#### [Exercise goal]
The answer must be a single number: how many lines in the records below contain the word "black".

#### [Data for analysis]

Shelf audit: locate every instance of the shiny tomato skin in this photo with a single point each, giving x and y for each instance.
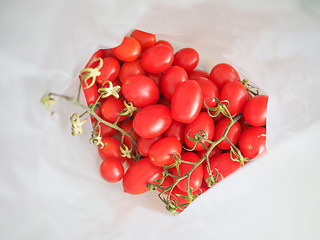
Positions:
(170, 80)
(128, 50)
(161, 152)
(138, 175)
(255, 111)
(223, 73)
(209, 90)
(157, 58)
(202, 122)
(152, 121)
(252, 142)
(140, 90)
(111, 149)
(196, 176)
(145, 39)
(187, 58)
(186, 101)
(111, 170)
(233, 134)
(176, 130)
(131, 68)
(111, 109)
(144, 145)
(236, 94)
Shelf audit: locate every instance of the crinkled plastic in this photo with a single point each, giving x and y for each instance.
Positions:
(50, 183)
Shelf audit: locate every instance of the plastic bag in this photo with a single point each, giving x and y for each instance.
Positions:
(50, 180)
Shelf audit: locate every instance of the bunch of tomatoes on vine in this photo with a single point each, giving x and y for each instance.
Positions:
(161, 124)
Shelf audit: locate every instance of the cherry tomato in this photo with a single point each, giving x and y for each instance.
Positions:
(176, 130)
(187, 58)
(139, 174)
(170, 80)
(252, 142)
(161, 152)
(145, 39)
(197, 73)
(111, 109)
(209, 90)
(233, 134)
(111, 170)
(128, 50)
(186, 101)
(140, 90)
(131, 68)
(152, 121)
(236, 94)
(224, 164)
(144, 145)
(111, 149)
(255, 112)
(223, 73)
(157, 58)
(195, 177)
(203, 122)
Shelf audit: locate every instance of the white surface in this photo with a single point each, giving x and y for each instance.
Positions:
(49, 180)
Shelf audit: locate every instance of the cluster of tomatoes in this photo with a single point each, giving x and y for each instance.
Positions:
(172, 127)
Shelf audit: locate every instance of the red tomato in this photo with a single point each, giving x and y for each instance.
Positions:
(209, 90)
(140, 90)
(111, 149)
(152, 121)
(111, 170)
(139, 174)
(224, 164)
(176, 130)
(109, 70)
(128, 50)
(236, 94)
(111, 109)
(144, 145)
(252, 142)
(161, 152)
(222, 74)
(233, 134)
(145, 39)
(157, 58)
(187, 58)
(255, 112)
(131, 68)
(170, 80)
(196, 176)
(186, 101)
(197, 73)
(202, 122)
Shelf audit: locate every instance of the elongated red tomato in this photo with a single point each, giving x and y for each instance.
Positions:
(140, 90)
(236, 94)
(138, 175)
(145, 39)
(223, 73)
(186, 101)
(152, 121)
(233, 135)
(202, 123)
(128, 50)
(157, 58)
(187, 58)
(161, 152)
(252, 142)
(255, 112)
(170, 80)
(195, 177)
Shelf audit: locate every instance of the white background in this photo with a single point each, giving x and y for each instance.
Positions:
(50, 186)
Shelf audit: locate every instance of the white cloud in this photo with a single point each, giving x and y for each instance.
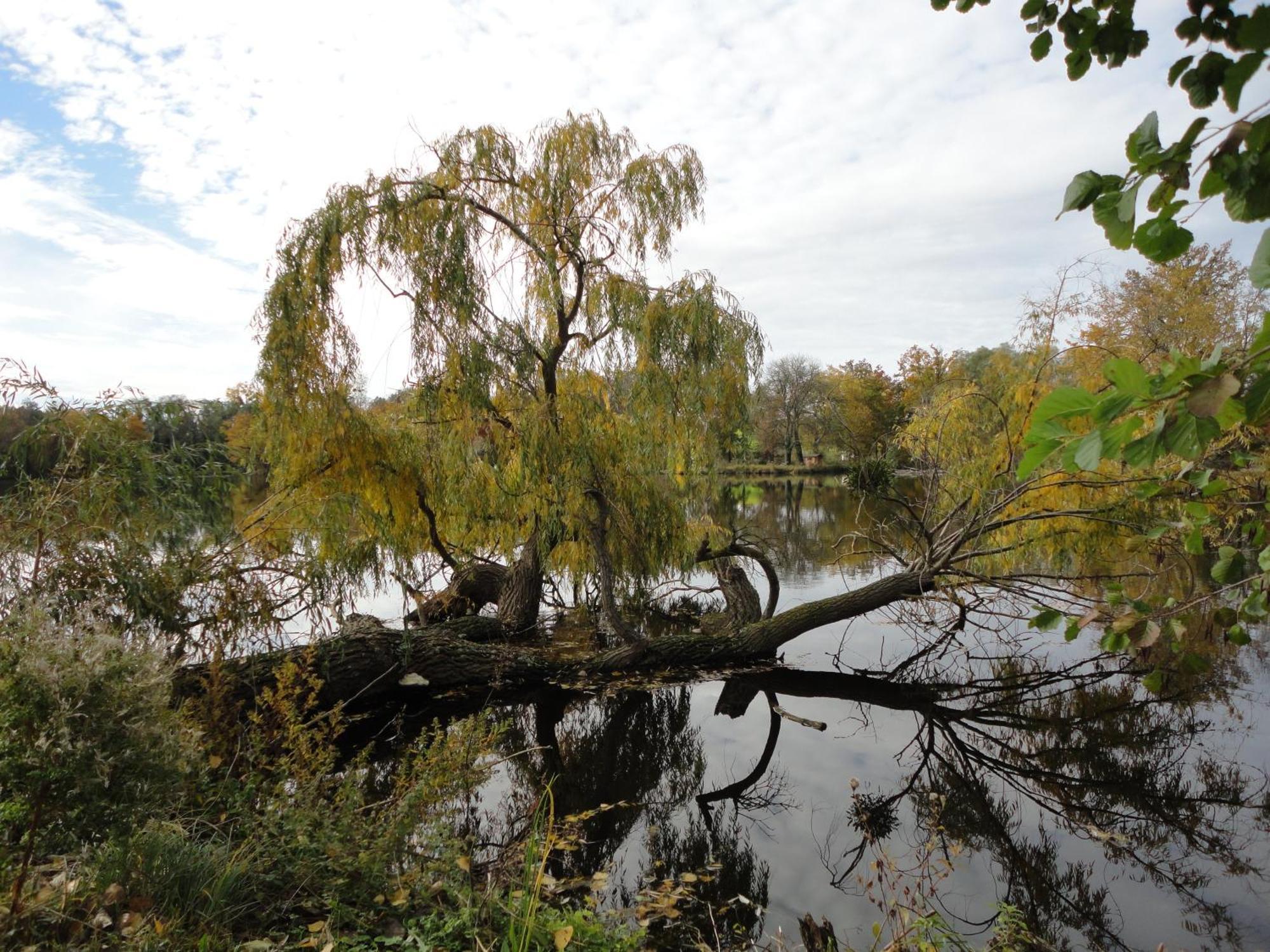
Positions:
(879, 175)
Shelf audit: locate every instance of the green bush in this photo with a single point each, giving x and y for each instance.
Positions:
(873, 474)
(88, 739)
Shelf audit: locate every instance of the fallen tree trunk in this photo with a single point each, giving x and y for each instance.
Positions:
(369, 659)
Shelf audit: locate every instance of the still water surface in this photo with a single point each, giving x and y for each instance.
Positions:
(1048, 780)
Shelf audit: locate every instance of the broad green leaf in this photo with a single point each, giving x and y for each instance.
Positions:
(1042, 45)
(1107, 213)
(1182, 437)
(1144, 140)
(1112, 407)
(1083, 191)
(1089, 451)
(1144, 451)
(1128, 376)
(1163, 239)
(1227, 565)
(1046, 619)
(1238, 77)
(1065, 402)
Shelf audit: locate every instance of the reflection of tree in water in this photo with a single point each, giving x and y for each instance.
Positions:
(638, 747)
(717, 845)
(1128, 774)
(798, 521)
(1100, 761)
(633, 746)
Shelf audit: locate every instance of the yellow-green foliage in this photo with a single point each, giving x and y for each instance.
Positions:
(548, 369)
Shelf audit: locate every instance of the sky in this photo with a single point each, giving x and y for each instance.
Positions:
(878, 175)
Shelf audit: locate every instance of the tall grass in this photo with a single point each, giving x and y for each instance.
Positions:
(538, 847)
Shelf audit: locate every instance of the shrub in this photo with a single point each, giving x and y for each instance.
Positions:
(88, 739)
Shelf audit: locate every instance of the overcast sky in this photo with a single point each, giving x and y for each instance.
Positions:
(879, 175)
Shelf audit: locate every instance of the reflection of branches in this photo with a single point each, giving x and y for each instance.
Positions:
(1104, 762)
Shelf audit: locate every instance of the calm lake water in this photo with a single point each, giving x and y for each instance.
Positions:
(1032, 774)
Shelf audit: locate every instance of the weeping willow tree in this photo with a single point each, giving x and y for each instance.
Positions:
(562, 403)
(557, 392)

* * *

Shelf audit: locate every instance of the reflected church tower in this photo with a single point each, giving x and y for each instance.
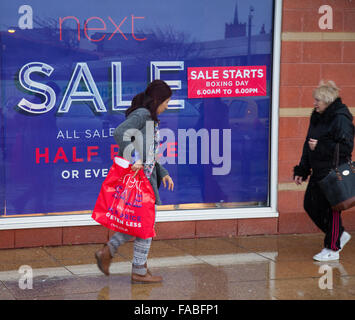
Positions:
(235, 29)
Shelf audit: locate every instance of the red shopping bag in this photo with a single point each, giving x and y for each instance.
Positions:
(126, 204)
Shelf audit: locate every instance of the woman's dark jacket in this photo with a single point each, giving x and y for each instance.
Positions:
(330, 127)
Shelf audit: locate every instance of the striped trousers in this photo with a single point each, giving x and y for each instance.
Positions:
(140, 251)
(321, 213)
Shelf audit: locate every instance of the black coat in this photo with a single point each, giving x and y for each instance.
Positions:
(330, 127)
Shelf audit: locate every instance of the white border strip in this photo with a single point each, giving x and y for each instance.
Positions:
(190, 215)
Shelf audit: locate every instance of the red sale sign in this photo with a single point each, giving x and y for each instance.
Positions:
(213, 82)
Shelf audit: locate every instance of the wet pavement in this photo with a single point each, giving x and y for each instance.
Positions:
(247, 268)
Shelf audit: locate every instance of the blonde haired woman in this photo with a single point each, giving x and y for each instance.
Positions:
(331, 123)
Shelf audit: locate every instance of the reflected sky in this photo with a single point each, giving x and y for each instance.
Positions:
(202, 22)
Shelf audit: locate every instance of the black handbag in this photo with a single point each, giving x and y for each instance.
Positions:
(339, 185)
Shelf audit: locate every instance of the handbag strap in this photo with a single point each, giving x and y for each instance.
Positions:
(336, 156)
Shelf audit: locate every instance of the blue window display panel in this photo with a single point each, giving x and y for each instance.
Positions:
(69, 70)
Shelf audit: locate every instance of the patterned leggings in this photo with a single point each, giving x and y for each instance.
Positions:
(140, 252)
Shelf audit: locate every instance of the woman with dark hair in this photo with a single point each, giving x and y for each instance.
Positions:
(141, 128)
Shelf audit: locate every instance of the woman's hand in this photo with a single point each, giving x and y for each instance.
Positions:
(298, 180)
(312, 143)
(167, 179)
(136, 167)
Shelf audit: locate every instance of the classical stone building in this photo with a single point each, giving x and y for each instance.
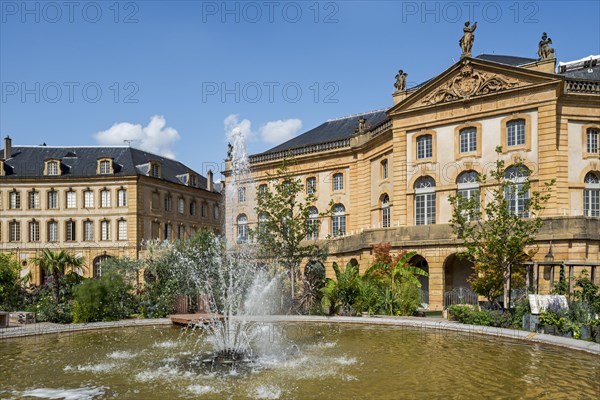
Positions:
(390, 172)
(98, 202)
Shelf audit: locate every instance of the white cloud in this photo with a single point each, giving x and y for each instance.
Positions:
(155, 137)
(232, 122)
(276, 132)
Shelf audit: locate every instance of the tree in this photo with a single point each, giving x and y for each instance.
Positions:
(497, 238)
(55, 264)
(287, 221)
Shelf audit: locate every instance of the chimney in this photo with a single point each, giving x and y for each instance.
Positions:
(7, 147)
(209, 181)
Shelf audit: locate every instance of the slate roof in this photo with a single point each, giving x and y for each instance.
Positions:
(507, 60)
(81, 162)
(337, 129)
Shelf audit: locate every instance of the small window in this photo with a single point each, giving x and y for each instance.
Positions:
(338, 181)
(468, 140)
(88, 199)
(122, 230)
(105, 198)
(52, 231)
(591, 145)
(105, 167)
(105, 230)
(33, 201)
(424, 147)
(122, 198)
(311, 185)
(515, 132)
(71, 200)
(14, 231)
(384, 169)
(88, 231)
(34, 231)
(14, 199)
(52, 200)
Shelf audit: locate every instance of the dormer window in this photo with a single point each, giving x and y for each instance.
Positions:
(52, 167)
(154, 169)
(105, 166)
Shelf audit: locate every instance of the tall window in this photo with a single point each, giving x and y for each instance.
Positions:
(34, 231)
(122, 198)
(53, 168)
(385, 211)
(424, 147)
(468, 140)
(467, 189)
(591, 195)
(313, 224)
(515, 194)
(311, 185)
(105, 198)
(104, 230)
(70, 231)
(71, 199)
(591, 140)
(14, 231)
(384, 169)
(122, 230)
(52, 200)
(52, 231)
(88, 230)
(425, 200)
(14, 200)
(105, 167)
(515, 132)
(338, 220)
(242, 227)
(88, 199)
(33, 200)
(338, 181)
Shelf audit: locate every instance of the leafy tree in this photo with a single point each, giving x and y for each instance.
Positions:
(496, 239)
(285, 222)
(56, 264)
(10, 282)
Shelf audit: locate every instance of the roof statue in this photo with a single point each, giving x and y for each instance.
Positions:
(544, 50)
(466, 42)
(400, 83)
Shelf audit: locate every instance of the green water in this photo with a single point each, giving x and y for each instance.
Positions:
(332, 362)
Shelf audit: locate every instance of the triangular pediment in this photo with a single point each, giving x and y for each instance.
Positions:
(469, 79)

#### [Task output]
2